[Estratto della pagina]
----

In attesa che qualcuno studi la demoniaca bravura di Alemagna nel disegnare corpi infantili, vi spiego il mio punto di vista.

Prendete la bambina protagonista di Io e Pepper, da poco in libreria. Come quasi tutti i bambini, Io che non ha un nome perché nel libro parla in prima persona, è uno strano essere, mutevole, che a tratti appare più maschio che femmina, ritratta in diverse posture, tutte tipicamente bambinesche. Porta dei vestiti con cui ha una relazione di abitazione e di amicizia più che di abbigliamento. Sembra averci fatto il nido, esserci entrata per trovare riparo e per cavarne la sottile contentezza di qualcosa che ti corrisponde come una pelle. Ci si muove con agio, anche se è un po’ infagottata: le maniche pencolano un po’ troppo lunghe, le calze scendono, irrimediabilmente. I calzoncini hanno stretto con le gambette un patto di reciproca alleanza che ha a che fare con la libertà.

----

[Voci del dataset]
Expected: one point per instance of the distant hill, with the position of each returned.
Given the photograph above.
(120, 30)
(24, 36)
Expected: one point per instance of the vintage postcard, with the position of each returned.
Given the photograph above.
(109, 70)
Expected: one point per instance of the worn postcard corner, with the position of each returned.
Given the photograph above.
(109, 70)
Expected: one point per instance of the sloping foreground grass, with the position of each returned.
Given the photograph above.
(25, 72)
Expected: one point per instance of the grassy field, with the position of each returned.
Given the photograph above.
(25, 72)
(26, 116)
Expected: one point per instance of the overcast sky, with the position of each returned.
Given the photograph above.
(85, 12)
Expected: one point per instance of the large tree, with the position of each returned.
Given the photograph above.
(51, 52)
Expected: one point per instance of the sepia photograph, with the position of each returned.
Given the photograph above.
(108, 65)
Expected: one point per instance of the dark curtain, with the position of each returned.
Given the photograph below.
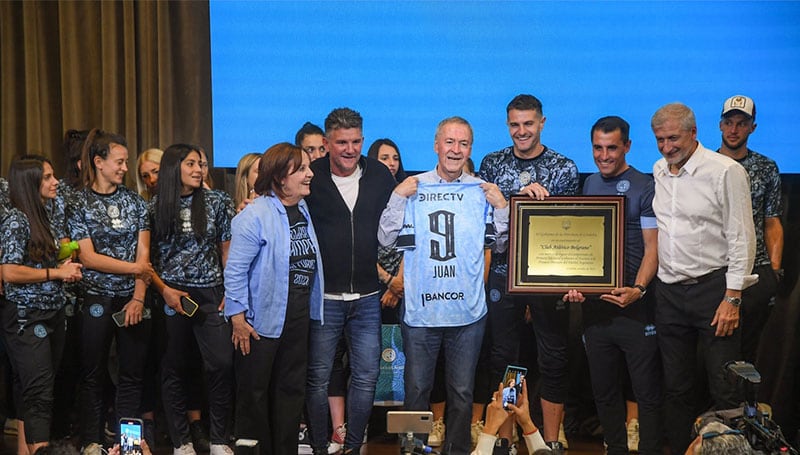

----

[Esercizi]
(a) Stabilisci se le seguenti affermazioni concordano con l'estratto della pagina, rispondendo sì o no e citando le parole decisive del testo: (i) la bambina protagonista di Io e Pepper è senza nome; (ii) le maniche dei suoi vestiti sono troppo corte; (iii) Io e Pepper è uscito molto tempo fa.
(b) Continua la descrizione della bambina di Io e Pepper, riprendendo dopo l'ultima frase dell'estratto della pagina.

[Soluzioni]
(a)
(i) Sì: «Io che non ha un nome perché nel libro parla in prima persona».
(ii) No: «le maniche pencolano un po’ troppo lunghe».
(iii) No: «da poco in libreria».

(b)
La vediamo china, pensosa, assorta, preoccupata, camminare con la testa fra le nuvole, piangere, a gambe per aria, guardarsi a testa in giù una crosta sul ginocchio, tutto con quella dimestichezza che si ha durante l’infanzia con il corpo, macchina goffa e gentile, imprevedibile e sorprendente, che cresce insieme a chi l’ha ricevuto in carico, piena di energie, fonte di inquietudini, emozioni, sbandamenti. Non si tratta di semplici posture, ma di un catalogo di stati dell’esser piccoli che le persone adulte riconosceranno subito con nostalgia. In Io e Pepper, storia di un’amicizia fra una bambina e la crosta al ginocchio che si è procurata cadendo, questi aspetti sono presenti al massimo grado, perché una ferita sulla pelle integra e intatta di un bambino è un evento degno di nota e da esplorare a trecentosessanta gradi.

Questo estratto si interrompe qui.